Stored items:
——————
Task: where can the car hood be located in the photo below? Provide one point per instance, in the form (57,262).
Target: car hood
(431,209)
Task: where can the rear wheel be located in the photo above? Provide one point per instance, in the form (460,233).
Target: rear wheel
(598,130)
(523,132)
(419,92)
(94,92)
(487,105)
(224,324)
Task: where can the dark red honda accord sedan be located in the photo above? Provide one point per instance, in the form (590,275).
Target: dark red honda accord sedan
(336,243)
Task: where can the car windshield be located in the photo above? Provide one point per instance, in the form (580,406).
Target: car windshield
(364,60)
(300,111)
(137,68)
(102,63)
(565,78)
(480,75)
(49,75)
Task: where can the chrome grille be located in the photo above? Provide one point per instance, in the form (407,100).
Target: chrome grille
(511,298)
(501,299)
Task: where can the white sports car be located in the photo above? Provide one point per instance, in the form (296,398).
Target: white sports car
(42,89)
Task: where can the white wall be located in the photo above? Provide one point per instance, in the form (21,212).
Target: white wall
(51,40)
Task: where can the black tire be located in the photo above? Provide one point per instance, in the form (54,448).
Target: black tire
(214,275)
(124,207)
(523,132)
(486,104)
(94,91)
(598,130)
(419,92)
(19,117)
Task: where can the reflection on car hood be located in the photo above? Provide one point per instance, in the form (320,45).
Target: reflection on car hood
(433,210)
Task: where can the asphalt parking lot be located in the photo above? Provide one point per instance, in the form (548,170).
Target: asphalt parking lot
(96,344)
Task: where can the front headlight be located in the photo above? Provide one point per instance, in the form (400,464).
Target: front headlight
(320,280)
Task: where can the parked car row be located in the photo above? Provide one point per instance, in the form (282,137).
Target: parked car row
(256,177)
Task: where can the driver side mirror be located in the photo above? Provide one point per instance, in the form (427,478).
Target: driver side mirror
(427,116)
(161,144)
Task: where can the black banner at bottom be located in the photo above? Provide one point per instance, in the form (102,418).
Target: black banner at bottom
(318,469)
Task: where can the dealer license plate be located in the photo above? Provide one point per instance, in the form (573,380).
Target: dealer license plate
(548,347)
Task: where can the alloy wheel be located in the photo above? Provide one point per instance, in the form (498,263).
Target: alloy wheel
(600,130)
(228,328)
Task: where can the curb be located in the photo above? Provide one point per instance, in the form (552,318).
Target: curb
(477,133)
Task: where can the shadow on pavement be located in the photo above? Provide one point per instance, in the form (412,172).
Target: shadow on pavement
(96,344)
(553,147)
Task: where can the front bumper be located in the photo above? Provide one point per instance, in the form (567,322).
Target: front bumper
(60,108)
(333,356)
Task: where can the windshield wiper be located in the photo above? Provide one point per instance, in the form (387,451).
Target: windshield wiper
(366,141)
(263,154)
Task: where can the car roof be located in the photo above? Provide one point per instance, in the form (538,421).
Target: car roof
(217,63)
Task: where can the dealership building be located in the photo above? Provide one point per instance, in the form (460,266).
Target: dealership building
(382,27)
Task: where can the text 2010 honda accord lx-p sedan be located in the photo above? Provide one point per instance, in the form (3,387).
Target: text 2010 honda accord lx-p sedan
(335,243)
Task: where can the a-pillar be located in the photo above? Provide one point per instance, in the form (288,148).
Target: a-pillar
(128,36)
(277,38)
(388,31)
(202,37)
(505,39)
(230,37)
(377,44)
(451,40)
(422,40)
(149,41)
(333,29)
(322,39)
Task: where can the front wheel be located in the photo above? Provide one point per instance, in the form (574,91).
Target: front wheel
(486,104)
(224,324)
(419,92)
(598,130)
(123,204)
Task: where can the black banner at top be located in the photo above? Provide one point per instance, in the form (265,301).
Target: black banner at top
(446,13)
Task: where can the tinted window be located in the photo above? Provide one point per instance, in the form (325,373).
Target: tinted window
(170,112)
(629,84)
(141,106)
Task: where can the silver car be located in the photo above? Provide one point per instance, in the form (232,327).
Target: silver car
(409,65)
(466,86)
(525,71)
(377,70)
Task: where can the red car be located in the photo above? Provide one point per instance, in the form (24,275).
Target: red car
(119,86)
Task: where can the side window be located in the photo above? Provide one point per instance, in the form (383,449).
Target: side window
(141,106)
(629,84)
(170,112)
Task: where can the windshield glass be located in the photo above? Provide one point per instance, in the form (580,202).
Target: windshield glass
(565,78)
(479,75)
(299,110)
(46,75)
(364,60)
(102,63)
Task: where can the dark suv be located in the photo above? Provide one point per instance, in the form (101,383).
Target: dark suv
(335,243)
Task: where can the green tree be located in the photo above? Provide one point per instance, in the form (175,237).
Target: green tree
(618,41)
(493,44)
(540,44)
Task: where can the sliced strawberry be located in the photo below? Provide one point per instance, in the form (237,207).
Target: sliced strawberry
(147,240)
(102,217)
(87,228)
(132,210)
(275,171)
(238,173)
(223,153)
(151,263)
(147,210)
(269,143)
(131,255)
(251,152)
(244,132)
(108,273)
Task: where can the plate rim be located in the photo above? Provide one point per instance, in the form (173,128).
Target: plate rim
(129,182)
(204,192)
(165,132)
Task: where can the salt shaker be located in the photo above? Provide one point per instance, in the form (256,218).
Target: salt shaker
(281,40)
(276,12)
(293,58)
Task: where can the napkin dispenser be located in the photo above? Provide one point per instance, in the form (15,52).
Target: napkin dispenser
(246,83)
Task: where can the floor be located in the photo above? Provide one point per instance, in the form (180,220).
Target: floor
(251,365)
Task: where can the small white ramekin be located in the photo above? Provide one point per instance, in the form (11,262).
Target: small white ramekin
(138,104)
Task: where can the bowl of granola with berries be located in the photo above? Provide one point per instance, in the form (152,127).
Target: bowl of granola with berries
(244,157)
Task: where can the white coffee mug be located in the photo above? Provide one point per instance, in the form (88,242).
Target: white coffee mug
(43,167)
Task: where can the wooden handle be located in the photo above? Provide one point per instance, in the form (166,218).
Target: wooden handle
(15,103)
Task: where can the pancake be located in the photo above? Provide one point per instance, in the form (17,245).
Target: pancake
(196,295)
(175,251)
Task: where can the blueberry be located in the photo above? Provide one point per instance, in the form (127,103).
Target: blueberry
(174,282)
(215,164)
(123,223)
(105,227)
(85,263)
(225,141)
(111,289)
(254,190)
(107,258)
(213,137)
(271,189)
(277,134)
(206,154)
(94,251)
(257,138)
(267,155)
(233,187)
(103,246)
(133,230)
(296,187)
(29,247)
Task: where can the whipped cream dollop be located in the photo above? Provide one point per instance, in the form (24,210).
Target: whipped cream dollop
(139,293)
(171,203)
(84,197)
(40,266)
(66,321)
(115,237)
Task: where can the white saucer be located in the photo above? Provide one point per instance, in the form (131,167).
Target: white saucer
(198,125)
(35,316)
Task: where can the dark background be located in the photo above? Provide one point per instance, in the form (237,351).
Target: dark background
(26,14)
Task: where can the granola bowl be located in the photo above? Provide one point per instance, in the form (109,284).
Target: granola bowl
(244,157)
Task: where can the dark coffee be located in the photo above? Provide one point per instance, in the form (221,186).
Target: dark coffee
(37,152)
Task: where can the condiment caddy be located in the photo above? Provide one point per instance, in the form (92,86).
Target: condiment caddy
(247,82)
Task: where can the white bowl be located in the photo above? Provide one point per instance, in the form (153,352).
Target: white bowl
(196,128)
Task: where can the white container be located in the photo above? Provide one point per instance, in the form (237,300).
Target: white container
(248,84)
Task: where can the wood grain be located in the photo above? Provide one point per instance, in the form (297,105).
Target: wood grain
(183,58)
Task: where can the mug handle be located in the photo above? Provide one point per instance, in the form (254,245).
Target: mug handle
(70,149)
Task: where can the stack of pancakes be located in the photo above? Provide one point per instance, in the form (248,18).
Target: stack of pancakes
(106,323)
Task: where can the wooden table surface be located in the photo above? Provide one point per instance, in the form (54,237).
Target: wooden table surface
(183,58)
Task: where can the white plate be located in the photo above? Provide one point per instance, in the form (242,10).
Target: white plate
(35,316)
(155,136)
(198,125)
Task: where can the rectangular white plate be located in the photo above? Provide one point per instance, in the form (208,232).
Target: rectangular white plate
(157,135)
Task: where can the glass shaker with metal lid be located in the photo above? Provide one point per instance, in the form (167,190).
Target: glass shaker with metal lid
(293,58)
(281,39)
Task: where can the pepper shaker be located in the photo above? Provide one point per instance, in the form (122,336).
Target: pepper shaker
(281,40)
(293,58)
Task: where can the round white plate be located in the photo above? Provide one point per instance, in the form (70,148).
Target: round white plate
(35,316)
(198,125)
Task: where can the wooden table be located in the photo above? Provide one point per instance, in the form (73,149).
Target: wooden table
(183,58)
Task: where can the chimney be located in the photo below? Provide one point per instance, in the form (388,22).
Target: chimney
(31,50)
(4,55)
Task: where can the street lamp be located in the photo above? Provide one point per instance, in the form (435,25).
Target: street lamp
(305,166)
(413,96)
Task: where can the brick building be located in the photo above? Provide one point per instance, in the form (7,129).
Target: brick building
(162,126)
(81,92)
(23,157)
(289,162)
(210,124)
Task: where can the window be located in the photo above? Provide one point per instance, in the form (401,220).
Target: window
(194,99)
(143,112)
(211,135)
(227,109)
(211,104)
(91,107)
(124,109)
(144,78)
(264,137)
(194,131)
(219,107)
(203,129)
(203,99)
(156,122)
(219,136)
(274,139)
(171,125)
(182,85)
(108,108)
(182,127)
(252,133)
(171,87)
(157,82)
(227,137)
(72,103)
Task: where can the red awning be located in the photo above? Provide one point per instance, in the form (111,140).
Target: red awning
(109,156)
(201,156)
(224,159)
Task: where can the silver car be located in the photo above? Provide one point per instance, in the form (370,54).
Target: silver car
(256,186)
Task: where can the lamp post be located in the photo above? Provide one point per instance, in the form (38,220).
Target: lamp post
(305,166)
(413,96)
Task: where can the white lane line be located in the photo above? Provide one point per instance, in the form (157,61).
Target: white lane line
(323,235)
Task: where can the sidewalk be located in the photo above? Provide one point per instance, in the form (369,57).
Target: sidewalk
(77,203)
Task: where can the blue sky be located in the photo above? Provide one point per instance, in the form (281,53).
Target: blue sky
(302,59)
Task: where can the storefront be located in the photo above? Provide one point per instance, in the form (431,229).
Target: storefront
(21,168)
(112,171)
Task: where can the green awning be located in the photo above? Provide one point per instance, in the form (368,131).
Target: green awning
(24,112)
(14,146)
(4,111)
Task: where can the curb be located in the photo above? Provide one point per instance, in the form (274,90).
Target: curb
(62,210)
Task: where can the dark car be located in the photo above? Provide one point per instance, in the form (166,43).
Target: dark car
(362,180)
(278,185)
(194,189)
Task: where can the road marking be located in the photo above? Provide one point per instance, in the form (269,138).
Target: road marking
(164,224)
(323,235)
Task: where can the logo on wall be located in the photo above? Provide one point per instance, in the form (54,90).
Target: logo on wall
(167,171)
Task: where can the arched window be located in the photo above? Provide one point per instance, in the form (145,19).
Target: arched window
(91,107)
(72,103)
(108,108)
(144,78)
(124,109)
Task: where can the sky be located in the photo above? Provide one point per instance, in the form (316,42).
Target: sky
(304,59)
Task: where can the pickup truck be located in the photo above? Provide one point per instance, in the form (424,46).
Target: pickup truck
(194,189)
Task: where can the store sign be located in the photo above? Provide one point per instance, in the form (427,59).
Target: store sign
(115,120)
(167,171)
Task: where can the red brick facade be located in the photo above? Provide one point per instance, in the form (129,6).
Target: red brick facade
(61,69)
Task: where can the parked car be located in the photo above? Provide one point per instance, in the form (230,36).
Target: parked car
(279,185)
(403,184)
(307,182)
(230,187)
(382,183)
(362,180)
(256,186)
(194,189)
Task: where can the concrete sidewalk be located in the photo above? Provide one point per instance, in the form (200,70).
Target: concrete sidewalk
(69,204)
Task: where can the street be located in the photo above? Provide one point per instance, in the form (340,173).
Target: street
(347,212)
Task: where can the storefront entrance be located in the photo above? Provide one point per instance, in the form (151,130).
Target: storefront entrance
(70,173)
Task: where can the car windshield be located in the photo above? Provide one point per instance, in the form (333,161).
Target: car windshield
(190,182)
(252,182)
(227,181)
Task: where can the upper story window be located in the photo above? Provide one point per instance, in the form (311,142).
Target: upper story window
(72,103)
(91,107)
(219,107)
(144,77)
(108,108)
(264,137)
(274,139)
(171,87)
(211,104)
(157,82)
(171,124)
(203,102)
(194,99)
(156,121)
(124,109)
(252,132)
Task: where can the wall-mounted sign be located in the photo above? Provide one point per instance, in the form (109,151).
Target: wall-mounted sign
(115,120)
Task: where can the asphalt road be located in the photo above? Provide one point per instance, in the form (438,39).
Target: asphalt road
——————
EXERCISE AIM
From the line containing "Task: where can the upper" through the final line of the listing above, retype every line exactly; leave out everything else.

FINAL ANSWER
Task: where can the upper story window be located in the photo above? Provide one point per instance, in the form (311,142).
Target: upper story window
(72,103)
(91,107)
(219,107)
(144,77)
(108,108)
(264,137)
(274,139)
(171,87)
(211,104)
(157,82)
(171,124)
(203,102)
(194,99)
(156,121)
(124,109)
(252,132)
Task: where can the wall-mounted sign be located in the photo above? Provide one point per instance, in the form (109,151).
Target: wall-mounted sign
(115,120)
Task: where can the asphalt road be located in the photo above? Provide one point per instance, in the form (438,39).
Target: asphalt road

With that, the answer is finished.